-- WHAT THE TASK REQUIRES --
Give back the records below exactly, every one, with no pictures.

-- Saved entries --
---+---
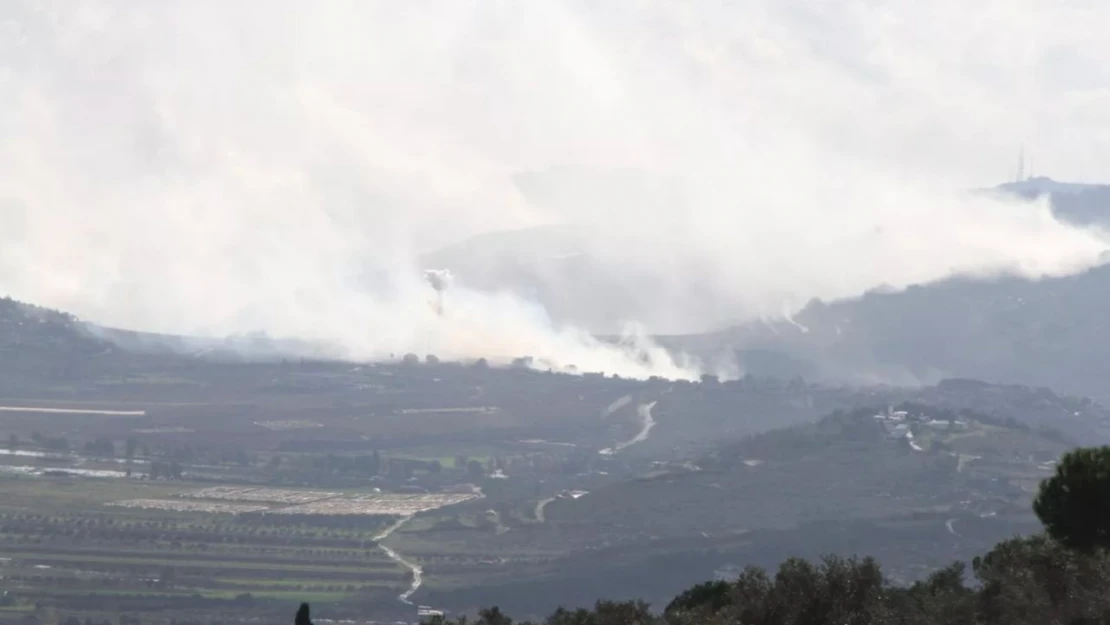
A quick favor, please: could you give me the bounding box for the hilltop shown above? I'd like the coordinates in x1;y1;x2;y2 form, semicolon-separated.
992;176;1110;227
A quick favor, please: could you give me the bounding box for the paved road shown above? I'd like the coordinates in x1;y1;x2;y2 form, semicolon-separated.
373;516;424;605
613;401;657;452
0;406;146;416
534;496;557;523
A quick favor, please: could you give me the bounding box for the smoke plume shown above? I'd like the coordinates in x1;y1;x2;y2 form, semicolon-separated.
2;1;1109;378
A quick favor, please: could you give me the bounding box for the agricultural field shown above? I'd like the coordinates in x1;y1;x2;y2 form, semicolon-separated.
0;475;416;623
107;488;482;518
106;499;271;514
274;493;479;516
179;487;341;505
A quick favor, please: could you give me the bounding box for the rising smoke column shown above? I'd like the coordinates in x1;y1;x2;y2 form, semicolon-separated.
424;269;453;317
0;1;1108;379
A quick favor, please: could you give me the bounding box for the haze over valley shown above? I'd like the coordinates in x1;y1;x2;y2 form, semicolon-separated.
5;2;1110;624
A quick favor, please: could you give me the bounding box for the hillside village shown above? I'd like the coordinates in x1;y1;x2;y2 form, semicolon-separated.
873;405;970;450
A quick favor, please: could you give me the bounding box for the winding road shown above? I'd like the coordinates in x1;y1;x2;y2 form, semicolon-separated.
534;496;557;522
373;516;423;605
372;487;486;610
602;395;632;418
614;401;657;452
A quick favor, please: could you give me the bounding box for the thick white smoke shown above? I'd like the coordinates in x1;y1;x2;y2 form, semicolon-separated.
1;1;1109;378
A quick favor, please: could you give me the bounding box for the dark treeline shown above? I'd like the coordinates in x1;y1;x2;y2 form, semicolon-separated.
397;445;1110;625
415;540;1110;625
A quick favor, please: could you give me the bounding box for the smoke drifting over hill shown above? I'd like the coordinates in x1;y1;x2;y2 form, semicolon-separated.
2;1;1109;378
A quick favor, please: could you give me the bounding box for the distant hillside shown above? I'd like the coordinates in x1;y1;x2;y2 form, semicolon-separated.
---+---
-- RESPONSE AREA --
A quick favor, please: could you give me the bounding box for the hilltop shown above? I'd like the coordinates in x1;y1;x2;y2 form, semicolon-separated.
992;176;1110;227
A quick favor, please: could you give me the bounding box for the paved road shown above? I'd like the coordinates in x1;y1;x2;y2 form, semicolon-separated.
373;516;424;605
613;401;657;452
0;406;146;416
534;496;557;523
A quick favor, please: could you give me the bounding box for the smoke plume shown above? I'd like the coordinates in x1;y1;x2;y2 form, semicolon-separated.
2;1;1109;378
A quick favor, please: could you give me the bounding box for the agricultural field shown above? I'd like the coordinates in x1;y1;x2;y2 form, semicolon-separated.
0;475;416;623
107;488;482;518
106;499;271;514
274;493;479;516
179;487;341;505
A quick favor, please: could you give me the bounding box for the rising smoke column shown above? I'd like the coordinates in x1;y1;x2;y2 form, semicolon-separated.
424;269;453;317
0;1;1108;379
A quick favor, please: could you give me the bounding box for the haze over valley shown above? I'd like the coordinates in x1;y1;x2;y2 form, semicolon-separated.
5;2;1110;624
A quick favor, please: could you give me the bounding box for the hillside village shown above? I'd like the coordinates in x1;y1;x2;y2 form, semicolon-separated.
873;405;970;450
A quick favor, please: could you give me the bounding box for the winding road shown above? I'd like the coordinates in x1;y1;x2;y2 form, semicolon-separated.
534;496;557;522
373;516;423;605
372;487;486;610
602;395;632;418
614;401;657;452
A quick favor, please: could you give me the bounding box for the thick white smoke shown above? I'd like the coordinates in x1;y1;x2;y2 form, semicolon-separated.
1;1;1109;378
A quick favor, please: could you give me the bounding box for the dark treeline shown above? I'd like the coordinates in x1;y1;x2;y2 form, semicolon-separated.
397;445;1110;625
415;540;1110;625
A quick favor, please: could you give me the bounding box for the smoke drifting over hill shown above? I'd like the coordinates in x1;y1;x2;y2 form, semicolon-separated.
2;1;1109;378
A quick favor, please: could you give me the bounding box for the distant hillside shown above? I'd like the coordinates in x1;y1;x2;y2 form, semicolon-separated.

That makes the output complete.